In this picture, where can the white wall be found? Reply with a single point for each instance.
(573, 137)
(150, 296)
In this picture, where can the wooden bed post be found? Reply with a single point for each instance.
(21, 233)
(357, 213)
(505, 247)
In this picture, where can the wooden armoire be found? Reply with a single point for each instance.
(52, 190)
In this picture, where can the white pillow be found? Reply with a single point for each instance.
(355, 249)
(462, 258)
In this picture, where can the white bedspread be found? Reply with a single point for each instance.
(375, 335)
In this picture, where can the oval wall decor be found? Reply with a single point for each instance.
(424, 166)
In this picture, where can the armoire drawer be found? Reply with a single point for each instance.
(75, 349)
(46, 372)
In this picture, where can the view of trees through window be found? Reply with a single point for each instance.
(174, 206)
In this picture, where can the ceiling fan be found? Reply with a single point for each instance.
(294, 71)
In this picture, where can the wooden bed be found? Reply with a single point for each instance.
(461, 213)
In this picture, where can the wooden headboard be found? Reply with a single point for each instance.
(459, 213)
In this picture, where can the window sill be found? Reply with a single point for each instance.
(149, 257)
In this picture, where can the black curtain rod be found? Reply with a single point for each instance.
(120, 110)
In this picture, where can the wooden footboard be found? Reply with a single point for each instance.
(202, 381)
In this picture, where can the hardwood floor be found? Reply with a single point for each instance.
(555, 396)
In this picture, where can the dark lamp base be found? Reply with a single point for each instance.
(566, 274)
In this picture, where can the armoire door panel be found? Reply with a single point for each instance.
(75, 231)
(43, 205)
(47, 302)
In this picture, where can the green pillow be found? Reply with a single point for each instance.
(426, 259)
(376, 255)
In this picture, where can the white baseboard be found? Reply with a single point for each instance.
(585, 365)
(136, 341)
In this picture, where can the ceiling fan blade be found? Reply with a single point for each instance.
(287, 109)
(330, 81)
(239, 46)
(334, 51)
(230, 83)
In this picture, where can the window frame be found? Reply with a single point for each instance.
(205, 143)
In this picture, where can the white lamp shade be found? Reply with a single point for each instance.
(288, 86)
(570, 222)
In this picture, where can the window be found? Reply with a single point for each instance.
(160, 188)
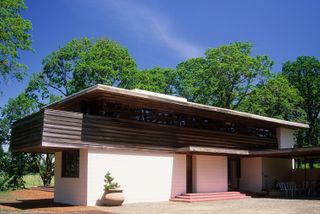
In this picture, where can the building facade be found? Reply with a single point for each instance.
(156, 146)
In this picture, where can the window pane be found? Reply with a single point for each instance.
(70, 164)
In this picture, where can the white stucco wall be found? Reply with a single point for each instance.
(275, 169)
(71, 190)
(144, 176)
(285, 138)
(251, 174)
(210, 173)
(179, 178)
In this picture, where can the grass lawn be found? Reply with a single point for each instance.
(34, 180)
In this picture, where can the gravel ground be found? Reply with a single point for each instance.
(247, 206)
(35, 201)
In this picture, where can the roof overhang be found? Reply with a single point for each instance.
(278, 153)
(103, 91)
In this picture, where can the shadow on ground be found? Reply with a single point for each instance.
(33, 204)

▬▬▬▬▬▬▬▬▬▬

▶ _WRITTEN INSTRUCTION_: All of the entries above should be duplicated exactly, except for the pictures.

▶ _EXERCISE SOLUTION_:
In this picture, where can the white wall be found? Reply with a single point for each instance.
(573, 137)
(150, 296)
In this picture, where can the wooden bed post be found? Reply with a single point for each instance.
(21, 233)
(357, 213)
(505, 247)
In this picture, where can the wooden armoire be found? Reply with a single point for each instance.
(52, 190)
In this picture, where can the white pillow be found? Reply with a single point for each instance.
(355, 249)
(462, 258)
In this picture, where can the white bedspread be found? Reply with a single point for each instance.
(375, 335)
In this picture, where can the oval wall decor be found? Reply with a single point for each instance.
(424, 166)
In this picture, where can the armoire drawer be found? Reply with a single point for each instance.
(75, 349)
(46, 372)
In this picture, where can the view of trees through window be found? Reply with a single point for each instance.
(174, 206)
In this picture, where can the ceiling fan be found? Reply with a single point for each instance.
(294, 71)
In this picture, where can the wooden bed be found? Reply with a single point for each instance.
(461, 213)
In this picture, where can the wooden headboard be found? Reply with a single point for each instance.
(459, 213)
In this picture, where can the window sill be found? Reply with a single point for each instance.
(149, 257)
In this picture, where can the black curtain rod be found? Reply with a single point for each instance.
(120, 110)
In this picture, where can the wooden footboard be found? Reply with a single point for each instance.
(202, 381)
In this picture, where can the hardwood floor be found? Reply with a single point for each instance.
(555, 396)
In this picture, where can the dark lamp base be found? Reply with a single point for each instance.
(566, 274)
In this picture, where can the armoire door panel be found? Reply with a single point for each instance.
(75, 231)
(43, 205)
(47, 302)
In this picture, where can the green pillow be found? Reply with a single point for each instance.
(426, 259)
(376, 255)
In this picture, where can the white baseboard be found? Reply with a single point for each instance.
(585, 365)
(136, 341)
In this picture, where can the ceiling fan blade be found? Reply with a single point for each instance.
(287, 109)
(330, 81)
(239, 46)
(334, 51)
(230, 83)
In this picture, where can the window frame be found? Reply with a single point for each instance.
(205, 143)
In this picture, where can the white lamp shade be found? Reply with a single point for each instance.
(288, 86)
(570, 222)
In this picture, where can the window be found? Reply with a single point for each instance.
(160, 188)
In this picture, where can the building facade be found? Reply with a single point for each instance.
(156, 146)
In this picture, where can the window pane be found? Reply with a single point for each instance.
(70, 164)
In this picture, where can the white stucco wall be found? Reply with a single point for each instance.
(275, 169)
(71, 190)
(144, 176)
(285, 138)
(251, 174)
(210, 173)
(179, 178)
In this picture, where can the grass lawn be found? Reply with a single point for each instance.
(34, 180)
In this picture, where can the gravel ground be found? Reply with a single point for each instance.
(247, 206)
(35, 201)
In this picture, where can the roof overhang be found? Reply with a single point for each instance.
(278, 153)
(103, 91)
In this picture, where can the shadow on ground be found? Reply with a single point for each instance.
(33, 204)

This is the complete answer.